◆ **Requirement**: Each line from the one containing "For every instance of the pink" through the final line below must be reproduced exactly, and no others.

◆ **Given data**:
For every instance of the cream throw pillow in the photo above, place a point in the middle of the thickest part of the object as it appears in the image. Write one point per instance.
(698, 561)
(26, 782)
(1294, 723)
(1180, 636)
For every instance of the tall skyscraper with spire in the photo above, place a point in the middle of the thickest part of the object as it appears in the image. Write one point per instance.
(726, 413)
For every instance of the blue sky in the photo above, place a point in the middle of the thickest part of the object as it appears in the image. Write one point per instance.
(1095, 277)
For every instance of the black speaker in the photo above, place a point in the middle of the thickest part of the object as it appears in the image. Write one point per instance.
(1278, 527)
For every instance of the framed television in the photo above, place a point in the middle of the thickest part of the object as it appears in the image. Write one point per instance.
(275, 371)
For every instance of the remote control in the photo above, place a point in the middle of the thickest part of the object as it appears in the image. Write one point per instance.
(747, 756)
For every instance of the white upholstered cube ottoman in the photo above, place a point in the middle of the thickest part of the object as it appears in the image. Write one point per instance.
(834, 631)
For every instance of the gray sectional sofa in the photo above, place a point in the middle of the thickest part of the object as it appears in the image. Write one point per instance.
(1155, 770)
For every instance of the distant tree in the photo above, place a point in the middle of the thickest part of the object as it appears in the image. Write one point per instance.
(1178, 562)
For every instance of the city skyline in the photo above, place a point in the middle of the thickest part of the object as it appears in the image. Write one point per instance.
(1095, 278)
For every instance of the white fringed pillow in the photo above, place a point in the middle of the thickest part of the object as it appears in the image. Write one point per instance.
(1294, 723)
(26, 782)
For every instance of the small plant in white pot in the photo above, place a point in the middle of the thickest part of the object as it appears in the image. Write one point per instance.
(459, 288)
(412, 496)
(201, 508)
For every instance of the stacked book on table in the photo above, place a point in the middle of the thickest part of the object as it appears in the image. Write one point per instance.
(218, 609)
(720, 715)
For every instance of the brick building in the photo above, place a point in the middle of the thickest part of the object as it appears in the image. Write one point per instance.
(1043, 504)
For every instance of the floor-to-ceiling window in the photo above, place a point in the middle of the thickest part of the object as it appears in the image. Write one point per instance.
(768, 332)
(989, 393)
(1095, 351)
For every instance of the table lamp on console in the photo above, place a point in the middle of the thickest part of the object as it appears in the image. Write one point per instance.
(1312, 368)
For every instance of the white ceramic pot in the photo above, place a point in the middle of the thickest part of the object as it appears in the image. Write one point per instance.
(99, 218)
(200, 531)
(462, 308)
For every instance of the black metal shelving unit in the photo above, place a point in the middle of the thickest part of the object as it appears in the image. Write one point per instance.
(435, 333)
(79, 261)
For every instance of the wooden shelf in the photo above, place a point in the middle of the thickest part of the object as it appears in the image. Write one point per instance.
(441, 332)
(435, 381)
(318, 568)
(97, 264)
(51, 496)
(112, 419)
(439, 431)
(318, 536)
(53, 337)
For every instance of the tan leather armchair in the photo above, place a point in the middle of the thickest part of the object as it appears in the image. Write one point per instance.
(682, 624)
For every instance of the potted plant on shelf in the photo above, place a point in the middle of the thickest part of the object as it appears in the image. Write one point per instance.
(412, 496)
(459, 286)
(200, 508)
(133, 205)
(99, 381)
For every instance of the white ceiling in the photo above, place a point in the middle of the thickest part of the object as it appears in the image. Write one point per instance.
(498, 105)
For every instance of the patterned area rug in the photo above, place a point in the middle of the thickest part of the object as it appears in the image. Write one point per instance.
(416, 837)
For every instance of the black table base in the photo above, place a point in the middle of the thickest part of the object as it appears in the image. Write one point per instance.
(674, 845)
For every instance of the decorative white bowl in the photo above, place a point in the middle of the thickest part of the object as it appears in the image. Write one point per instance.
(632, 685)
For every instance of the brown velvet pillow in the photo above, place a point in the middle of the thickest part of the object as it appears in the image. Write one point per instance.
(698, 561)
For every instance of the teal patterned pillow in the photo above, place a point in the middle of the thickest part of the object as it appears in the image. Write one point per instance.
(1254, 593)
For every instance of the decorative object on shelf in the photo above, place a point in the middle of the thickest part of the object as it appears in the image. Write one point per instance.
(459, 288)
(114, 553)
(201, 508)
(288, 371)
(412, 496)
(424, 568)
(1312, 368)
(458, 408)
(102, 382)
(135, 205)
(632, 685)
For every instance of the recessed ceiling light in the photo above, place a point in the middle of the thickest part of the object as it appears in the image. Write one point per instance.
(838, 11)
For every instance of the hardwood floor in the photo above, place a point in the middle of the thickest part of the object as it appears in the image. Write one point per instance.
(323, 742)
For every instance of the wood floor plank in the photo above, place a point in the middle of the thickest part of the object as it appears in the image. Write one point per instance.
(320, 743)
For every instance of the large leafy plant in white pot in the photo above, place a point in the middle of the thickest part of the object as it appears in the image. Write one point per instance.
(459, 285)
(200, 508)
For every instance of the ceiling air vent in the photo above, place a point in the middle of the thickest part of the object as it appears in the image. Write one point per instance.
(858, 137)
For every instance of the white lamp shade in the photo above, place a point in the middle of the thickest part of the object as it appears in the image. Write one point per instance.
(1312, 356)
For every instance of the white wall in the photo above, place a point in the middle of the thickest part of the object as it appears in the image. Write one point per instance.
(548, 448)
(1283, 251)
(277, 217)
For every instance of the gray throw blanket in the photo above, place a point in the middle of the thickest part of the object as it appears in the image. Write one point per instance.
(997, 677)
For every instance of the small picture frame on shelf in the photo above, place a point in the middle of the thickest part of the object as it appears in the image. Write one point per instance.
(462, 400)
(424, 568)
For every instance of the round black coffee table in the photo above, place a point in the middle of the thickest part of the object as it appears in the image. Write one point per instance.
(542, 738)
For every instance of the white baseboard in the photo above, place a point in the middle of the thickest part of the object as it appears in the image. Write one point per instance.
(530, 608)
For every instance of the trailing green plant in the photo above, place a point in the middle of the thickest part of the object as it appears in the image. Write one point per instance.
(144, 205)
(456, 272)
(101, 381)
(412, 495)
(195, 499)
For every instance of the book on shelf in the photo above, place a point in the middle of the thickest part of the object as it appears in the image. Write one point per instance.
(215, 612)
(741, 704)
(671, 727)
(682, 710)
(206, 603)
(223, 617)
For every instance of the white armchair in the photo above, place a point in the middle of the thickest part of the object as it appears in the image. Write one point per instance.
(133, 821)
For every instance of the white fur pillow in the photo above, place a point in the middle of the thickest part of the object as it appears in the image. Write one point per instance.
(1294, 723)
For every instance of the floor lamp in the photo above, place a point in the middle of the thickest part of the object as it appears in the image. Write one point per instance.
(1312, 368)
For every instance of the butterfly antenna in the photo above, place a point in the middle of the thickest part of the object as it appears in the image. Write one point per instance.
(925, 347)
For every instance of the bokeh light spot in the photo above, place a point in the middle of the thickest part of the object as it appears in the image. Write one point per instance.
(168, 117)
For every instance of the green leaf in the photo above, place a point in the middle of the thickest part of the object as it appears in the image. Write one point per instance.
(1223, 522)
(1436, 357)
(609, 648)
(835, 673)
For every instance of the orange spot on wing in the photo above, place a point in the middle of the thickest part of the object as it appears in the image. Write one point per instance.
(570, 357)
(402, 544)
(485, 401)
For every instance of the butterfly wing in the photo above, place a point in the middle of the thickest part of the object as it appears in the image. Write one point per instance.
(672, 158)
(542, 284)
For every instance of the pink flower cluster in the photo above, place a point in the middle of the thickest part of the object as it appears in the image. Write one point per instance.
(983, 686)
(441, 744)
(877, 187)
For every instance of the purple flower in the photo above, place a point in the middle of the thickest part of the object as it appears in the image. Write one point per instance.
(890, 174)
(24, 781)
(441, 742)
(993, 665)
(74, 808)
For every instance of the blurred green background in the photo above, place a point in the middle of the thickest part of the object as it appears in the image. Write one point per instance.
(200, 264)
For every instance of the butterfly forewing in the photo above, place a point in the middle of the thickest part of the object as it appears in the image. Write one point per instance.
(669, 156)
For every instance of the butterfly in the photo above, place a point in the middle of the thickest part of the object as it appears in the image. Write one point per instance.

◆ **Solution to the exercise**:
For every instance of the pink flower cluster in the photo above, place a point in the middle of the thickest part of the object as it appears in the image. Write one point per instance.
(983, 686)
(441, 744)
(877, 187)
For every instance of the purple flower in the photo above, place a point in the middle of the thickest part of the object as it appears in the image. Write one point per instance.
(890, 174)
(24, 781)
(441, 742)
(993, 665)
(74, 808)
For every instance of the blurred green background in the photo above, place a point in the middle of the thickest part of the object as it appears in the image. Write one point per instance.
(200, 264)
For every instance of the butterfly forewing in the photo above, place a point in the middle of the thickest part of the object as it appears in the image. Write one point per instance.
(669, 156)
For every instance of the butterfly in the photo above, place a point in the middle of the thickest part of the object as it appears in the image. Write one point per instance.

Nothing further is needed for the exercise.